Sukses

Susut Anak Krakatau Usai Tsunami Selat Sunda

Diperkirakan, volume Gunung Anak Krakatau yang hilang sekitar 150-180 juta meter kubik.

Liputan6.com, Jakarta - Status Gunung Anak Krakatau meningkat dari yang sebelumnya Waspada menjadi Siaga. Keputusan meningkatkan status gunung yang berada di provinsi Lampung itu berdasarkan intensitasnya yang masih aktif hingga saat ini.

Sejak 22 Desember 2018, Gunung Anak Krakatau terus melepaskan energinya untuk tumbuh.

Menteri Energi dan Sumber Daya Mineral (ESDM) Ignasius Jonan mengatakan, aktivitas Gunung Anak Krakatau sebenarnya sedikit mereda pada bulan ini. Erupsi abu vulkanik di gunung tersebut lebih kecil jika dibandingkan September lalu.

"Jadi memang secara teori aktivitas vulkanik Gunung Anak Krakatau sebenarnya yang sangat besar belakangan itu di September tahun ini. Tapi, jika dibandingkan ketinggian erupsi dan amplitudonya, sekarang ini Desember mungkin tidak ada seperempatnya dibanding bulan September," jelas dia di Banten, Jumat, 28 Desember 2018.

Satelit radar Alos-2 milik Jepang pantau aktivitas Gunung Anak Krakatau (JAXA)

Namun temuan terbaru pasca-tsunami Selat Sunda muncul. Gunung Anak Krakatau disebut mengalami sejumlah perubahan. Salah satunya ukuran gunung yang menyusut akibat terjadi longsor di dalam laut.

Berkurangnya volume tubuh Gunung Anak Krakatau ini diperkirakan karena adanya proses rayapan tubuh gunung api yang disertai oleh laju erupsi yang tinggi dari 24-27 Desember 2018.

"Terkonfirmasi bahwa Gunung Anak Krakatau itu tingginya yang semula 338 meter sekarang ini ya kira-kira hanya 110 meter," kata Sekretaris Badan Geologi Kementerian ESDM Antonius Ratdomopurbo di kantornya, Jalan Medan Merdeka Selatan, Jakarta Pusat, Sabtu (29/12/2018).

▶ Tugas Dikerjakan:
Jawab pertanyaan berikut berdasarkan kutipan tentang Gunung Anak Krakatau.
1. Dari status apa dan menjadi status apa Gunung Anak Krakatau meningkat?
2. Pada rentang tanggal berapa laju erupsi tinggi yang menyertai proses rayapan tubuh gunung terjadi?
3. Menurut Antonius Ratdomopurbo, berapa tinggi gunung itu semula dan berapa tingginya sekarang?
Catatan yang menyusul tidak berperan apa pun di sini.

▶ Daftar Catatan:
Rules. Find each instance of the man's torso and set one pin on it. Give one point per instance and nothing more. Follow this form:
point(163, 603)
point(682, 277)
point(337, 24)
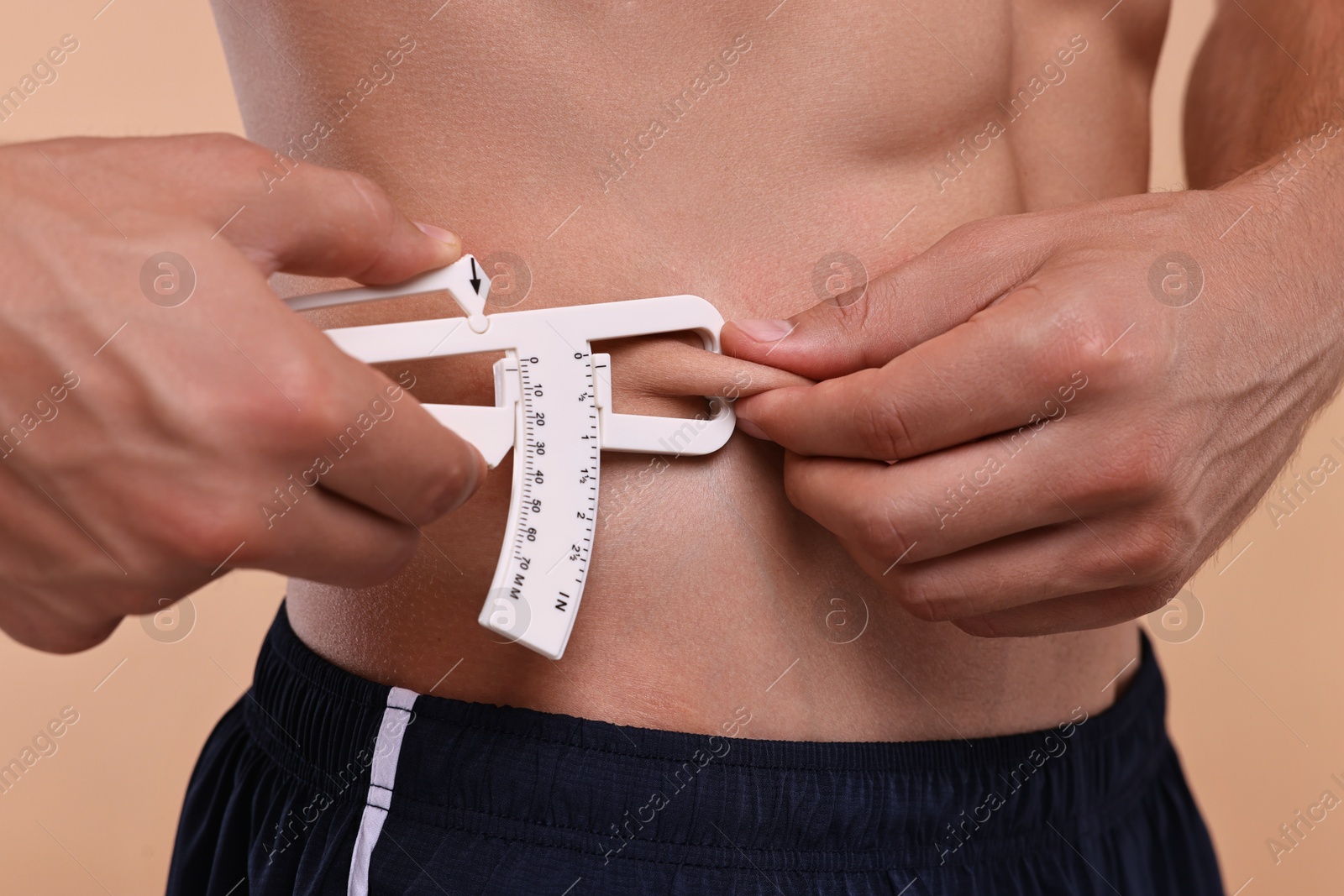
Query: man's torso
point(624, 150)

▶ Jawaban Latihan:
1. Statusnya meningkat dari Waspada menjadi Siaga.
2. Laju erupsi tinggi itu terjadi pada 24–27 Desember 2018.
3. Tingginya semula 338 meter dan sekarang kira-kira hanya 110 meter.